━━━ Raw records ━━━

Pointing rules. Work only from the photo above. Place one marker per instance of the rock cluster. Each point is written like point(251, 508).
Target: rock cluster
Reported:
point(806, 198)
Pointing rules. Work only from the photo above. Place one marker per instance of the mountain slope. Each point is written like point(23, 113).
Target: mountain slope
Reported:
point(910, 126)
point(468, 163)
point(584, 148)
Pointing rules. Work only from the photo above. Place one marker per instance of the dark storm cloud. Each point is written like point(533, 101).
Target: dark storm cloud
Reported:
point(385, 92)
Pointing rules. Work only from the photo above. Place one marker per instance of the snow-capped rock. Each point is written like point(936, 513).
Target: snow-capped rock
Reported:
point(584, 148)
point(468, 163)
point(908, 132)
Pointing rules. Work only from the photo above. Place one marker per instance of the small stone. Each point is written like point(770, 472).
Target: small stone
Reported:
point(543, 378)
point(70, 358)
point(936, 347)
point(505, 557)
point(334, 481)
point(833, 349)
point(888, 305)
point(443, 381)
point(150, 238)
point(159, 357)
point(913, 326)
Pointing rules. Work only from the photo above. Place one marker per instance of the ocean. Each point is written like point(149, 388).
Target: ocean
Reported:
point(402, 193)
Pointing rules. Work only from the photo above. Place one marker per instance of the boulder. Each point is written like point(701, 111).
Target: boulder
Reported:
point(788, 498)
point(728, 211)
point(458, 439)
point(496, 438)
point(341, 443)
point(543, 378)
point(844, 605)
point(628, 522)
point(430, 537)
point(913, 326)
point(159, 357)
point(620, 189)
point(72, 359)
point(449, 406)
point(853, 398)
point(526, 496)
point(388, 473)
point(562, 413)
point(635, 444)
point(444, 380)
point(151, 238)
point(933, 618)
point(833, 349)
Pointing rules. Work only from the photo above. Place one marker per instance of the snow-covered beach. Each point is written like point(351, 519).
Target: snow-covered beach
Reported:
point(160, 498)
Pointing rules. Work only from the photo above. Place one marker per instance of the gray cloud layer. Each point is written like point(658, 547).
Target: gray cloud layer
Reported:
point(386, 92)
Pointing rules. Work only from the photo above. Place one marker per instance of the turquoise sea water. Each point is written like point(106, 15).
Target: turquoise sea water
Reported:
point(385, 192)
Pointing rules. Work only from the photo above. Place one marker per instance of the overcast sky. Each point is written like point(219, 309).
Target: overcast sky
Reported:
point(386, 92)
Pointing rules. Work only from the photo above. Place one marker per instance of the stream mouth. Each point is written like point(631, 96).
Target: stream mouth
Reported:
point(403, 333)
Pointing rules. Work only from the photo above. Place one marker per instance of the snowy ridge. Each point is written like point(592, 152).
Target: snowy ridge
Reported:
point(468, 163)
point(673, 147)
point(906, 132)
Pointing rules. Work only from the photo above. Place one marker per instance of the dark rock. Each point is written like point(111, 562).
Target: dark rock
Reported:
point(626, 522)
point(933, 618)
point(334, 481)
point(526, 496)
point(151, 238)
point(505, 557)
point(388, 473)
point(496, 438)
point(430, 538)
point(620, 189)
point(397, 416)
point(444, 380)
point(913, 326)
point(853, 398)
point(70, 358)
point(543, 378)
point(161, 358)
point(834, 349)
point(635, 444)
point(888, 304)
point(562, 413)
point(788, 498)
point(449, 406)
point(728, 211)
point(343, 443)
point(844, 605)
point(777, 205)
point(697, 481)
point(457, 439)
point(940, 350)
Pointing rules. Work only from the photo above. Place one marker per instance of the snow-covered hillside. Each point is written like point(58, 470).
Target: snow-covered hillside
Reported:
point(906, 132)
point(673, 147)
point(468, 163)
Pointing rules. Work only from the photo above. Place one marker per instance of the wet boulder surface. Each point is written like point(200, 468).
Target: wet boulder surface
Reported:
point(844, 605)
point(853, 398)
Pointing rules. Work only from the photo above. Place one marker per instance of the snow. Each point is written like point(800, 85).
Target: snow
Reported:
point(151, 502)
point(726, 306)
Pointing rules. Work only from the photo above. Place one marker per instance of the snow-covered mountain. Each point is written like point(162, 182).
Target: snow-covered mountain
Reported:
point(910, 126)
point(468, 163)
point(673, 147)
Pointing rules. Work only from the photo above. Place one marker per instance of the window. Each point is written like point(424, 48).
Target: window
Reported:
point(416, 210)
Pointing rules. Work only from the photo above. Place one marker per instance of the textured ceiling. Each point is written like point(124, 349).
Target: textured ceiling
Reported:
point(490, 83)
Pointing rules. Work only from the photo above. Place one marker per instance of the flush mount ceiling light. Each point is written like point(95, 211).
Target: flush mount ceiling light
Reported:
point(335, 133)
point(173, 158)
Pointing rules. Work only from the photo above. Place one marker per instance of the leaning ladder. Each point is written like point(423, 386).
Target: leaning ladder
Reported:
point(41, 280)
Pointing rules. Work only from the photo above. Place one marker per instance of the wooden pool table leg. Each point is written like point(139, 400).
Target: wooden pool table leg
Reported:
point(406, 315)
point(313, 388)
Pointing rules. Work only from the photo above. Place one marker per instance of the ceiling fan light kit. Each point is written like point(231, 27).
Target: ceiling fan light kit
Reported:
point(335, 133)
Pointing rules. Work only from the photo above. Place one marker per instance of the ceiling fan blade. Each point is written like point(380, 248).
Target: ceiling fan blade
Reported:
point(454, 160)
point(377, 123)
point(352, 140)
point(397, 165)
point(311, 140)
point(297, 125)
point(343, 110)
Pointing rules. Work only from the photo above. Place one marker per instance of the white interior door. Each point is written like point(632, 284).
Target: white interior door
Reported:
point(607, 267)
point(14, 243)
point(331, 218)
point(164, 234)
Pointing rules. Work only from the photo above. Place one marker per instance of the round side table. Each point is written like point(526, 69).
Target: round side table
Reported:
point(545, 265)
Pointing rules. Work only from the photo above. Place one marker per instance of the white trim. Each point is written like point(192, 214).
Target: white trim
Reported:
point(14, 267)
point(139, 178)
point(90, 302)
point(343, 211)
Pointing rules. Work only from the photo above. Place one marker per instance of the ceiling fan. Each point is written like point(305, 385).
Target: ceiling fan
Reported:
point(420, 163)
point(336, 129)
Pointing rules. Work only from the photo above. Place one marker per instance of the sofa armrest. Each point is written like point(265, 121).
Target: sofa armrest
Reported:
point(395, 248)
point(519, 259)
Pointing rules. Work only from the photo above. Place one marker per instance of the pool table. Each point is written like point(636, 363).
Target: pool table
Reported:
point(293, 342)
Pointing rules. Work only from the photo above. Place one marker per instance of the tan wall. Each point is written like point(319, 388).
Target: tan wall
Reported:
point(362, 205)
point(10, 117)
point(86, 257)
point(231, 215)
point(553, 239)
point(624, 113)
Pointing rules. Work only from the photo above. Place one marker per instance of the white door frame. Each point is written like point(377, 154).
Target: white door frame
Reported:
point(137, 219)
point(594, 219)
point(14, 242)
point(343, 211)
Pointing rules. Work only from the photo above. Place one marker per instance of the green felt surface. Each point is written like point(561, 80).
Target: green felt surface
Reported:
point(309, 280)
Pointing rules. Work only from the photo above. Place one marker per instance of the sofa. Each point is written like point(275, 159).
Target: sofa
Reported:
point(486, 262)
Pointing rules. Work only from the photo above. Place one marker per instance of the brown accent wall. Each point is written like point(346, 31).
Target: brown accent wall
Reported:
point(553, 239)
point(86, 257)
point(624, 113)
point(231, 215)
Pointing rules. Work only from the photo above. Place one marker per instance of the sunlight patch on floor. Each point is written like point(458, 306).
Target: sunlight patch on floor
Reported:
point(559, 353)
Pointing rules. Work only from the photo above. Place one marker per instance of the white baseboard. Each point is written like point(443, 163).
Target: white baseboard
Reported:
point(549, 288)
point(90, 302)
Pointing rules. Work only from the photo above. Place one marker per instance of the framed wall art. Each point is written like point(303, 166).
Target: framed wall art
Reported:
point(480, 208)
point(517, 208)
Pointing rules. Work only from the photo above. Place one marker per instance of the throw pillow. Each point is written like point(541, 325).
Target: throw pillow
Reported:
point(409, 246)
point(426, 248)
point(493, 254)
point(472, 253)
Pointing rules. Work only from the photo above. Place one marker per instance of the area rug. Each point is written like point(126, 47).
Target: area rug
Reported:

━━━

[Prompt] Please copy verbatim everything in the listing from the line containing "like point(23, 113)." down to the line containing "point(908, 132)", including both of those lines.

[The result]
Pointing rules. Work only from the photo above. Place one marker per instance of the mountain slope. Each point is written like point(23, 113).
Target: mountain slope
Reported:
point(910, 126)
point(468, 163)
point(584, 148)
Pointing rules. Work only from the photo above. Place one marker per instance of the dark storm cloud. Each point is written like point(533, 101).
Target: dark storm cloud
Reported:
point(385, 92)
Pointing rules. Work only from the photo above. Place one marker per instance of the snow-capped rock. Each point is written like point(936, 513).
Target: snow-capped rock
Reported:
point(584, 148)
point(468, 163)
point(908, 132)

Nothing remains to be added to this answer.